• **GOAL**
Starting at the line that contains "Q: Point to the grey", print every remaining line of the entries, unchanged, and output nothing more.
= = = =
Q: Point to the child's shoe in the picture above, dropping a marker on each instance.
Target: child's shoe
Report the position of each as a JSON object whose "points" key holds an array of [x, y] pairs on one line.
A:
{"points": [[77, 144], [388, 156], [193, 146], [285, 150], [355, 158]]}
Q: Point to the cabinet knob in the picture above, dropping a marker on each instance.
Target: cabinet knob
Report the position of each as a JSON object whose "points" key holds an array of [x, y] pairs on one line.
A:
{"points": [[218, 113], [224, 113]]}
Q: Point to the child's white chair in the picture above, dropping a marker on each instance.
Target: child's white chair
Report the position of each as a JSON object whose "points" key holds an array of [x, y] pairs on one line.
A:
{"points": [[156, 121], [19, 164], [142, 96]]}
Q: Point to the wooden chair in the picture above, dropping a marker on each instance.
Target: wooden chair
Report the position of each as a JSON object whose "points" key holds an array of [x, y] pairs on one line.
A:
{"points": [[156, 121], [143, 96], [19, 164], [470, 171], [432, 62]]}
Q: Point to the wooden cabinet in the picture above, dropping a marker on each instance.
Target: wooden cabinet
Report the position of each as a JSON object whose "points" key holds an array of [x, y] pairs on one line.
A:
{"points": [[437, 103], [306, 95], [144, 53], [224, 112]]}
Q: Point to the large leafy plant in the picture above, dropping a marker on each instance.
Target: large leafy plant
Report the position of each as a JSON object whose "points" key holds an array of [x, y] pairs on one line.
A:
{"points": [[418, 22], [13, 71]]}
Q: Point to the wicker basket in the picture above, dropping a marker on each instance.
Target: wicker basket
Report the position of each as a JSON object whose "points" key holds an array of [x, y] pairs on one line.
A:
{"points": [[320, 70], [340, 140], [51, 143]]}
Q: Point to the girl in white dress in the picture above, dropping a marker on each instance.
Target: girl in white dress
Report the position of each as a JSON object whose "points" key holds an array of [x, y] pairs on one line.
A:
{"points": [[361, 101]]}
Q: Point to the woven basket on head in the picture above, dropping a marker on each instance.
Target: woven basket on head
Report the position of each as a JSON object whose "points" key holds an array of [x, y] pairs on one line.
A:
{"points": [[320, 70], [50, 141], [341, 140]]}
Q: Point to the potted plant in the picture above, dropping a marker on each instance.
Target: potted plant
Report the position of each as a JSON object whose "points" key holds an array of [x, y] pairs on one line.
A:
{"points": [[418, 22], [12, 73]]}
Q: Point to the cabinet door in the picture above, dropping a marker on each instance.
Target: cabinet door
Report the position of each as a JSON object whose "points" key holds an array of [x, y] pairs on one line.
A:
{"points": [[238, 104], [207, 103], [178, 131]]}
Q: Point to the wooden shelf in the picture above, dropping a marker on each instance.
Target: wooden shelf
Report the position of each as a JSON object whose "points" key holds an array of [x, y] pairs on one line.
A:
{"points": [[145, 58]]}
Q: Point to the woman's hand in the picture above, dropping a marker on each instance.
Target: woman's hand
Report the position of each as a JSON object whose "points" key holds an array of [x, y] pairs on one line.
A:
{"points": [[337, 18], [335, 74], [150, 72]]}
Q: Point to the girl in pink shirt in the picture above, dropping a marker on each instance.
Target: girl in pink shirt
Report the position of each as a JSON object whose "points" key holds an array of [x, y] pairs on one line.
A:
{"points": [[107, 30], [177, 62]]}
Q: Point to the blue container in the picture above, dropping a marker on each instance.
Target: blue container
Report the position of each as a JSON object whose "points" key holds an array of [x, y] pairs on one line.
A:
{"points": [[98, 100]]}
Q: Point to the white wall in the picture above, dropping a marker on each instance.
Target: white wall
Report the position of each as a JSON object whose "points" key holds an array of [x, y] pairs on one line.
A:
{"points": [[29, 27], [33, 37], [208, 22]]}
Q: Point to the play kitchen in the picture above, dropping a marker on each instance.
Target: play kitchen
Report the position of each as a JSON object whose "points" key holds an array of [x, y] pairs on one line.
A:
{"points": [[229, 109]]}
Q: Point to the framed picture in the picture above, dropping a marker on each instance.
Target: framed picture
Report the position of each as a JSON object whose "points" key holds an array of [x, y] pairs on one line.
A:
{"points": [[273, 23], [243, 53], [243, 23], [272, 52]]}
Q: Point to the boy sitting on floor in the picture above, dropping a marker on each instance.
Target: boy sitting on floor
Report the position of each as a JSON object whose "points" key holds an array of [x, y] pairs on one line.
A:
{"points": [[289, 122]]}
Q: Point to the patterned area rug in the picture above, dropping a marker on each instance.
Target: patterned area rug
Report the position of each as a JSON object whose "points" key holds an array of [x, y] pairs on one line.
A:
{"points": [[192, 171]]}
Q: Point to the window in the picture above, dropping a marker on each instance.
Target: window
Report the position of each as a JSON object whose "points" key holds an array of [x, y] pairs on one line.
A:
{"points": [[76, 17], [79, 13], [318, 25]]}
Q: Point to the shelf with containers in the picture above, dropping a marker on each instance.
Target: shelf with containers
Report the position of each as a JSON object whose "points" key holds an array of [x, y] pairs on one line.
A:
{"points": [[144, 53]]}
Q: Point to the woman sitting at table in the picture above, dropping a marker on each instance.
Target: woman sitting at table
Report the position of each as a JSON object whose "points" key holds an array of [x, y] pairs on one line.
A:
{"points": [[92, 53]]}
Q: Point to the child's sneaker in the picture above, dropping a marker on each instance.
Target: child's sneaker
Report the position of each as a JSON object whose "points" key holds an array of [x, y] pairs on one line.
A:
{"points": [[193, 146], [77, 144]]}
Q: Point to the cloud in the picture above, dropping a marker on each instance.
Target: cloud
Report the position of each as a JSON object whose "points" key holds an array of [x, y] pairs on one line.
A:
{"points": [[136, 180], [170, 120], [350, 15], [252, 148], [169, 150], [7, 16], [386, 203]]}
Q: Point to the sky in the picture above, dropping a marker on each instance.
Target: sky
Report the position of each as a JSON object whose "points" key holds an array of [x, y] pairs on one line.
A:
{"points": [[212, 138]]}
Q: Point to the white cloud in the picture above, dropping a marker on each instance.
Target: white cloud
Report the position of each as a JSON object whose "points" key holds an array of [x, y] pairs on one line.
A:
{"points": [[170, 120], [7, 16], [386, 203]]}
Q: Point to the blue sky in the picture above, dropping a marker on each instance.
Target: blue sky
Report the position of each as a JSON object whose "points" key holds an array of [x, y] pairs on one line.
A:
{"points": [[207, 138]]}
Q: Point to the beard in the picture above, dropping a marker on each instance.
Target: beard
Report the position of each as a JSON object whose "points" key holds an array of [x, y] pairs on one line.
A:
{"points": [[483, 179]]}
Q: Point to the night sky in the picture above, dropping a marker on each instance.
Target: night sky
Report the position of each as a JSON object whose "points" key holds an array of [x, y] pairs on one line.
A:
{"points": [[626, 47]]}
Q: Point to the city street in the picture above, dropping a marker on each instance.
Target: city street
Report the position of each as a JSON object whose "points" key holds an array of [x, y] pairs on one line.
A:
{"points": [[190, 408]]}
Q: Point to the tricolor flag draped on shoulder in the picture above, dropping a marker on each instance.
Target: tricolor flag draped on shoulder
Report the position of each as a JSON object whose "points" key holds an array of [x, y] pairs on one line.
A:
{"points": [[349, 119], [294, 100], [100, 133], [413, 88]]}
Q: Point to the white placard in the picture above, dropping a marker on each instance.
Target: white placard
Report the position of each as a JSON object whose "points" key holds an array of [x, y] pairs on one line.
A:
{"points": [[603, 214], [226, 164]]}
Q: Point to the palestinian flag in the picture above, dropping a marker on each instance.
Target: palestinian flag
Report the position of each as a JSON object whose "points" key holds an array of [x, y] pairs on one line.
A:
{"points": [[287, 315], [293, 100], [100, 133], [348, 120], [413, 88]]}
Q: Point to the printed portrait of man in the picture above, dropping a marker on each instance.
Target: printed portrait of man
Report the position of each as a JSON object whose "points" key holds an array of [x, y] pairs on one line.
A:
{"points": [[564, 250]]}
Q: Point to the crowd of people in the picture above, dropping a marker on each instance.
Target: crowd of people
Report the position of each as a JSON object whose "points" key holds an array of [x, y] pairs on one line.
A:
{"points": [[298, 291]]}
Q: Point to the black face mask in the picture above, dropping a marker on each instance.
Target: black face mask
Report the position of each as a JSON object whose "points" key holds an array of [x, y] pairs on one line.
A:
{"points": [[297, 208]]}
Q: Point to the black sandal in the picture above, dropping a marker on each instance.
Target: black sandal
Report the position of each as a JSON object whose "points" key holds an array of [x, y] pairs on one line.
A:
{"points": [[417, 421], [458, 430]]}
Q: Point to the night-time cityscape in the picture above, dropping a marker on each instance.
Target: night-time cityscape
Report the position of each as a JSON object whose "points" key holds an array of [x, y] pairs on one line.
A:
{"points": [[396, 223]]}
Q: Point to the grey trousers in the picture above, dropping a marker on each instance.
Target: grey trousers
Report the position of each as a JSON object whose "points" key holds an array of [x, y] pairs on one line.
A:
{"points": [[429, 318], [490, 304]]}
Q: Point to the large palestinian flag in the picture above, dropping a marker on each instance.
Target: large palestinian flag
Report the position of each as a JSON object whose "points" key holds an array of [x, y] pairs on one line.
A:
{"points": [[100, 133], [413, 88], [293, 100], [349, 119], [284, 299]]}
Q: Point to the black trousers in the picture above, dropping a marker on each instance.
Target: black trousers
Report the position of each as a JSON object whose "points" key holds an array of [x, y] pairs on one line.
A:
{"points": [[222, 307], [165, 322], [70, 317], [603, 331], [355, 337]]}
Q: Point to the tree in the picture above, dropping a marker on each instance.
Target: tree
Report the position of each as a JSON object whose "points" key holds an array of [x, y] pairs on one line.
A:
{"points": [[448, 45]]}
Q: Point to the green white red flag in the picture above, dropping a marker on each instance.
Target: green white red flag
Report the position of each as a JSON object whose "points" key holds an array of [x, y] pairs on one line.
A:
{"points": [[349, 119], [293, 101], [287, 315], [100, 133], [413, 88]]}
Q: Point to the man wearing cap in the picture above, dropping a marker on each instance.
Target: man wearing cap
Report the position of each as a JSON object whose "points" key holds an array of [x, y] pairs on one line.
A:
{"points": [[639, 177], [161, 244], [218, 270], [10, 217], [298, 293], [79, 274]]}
= = = =
• **EXERCISE RESPONSE**
Q: Point to the grey trousers in the picture above, dropping a marker on each instance.
Target: grey trousers
Report the position of each as a JSON object whose "points" key holds an array of [x, y] pairs on one line.
A:
{"points": [[429, 318], [490, 304]]}
Q: Point to the large palestinian flag in the picture above, dropping a marker on each instance.
Target: large palestinian flag
Report the position of each as a JSON object whose "points" key holds an array of [x, y] pairs on one line.
A:
{"points": [[100, 133], [413, 88], [293, 100], [349, 119], [284, 299]]}
Q: Point to the black trousers in the picture above, dropping a marker on each instance.
Target: black trousers
Report the position of each as a JSON object whose "points" key holds an array of [x, y] pairs on one line.
A:
{"points": [[222, 307], [165, 322], [70, 317], [603, 331], [355, 337]]}
Q: Point to the tree in the picture above, dropping a marker on each instance.
Target: tree
Report the position of each as a JSON object whose "points" key holds an array of [x, y] pairs on one line.
A:
{"points": [[448, 45]]}
Q: Point to the green white red flag in the picture above, dropping a marker on each instance.
Target: green white red flag
Report the position of each as a JSON object whose "points" key holds an array of [x, y] pairs on one line.
A:
{"points": [[349, 119], [293, 101], [287, 315], [100, 133], [413, 88]]}
Q: Point to the man wearing cap in the picture above, dropping a marker on each instance.
Target: man wearing cap
Report the position of each as a JSON object whose "points" key holds an array of [x, y] pairs on one line.
A:
{"points": [[639, 177], [161, 244], [218, 270], [10, 217], [298, 293], [79, 274]]}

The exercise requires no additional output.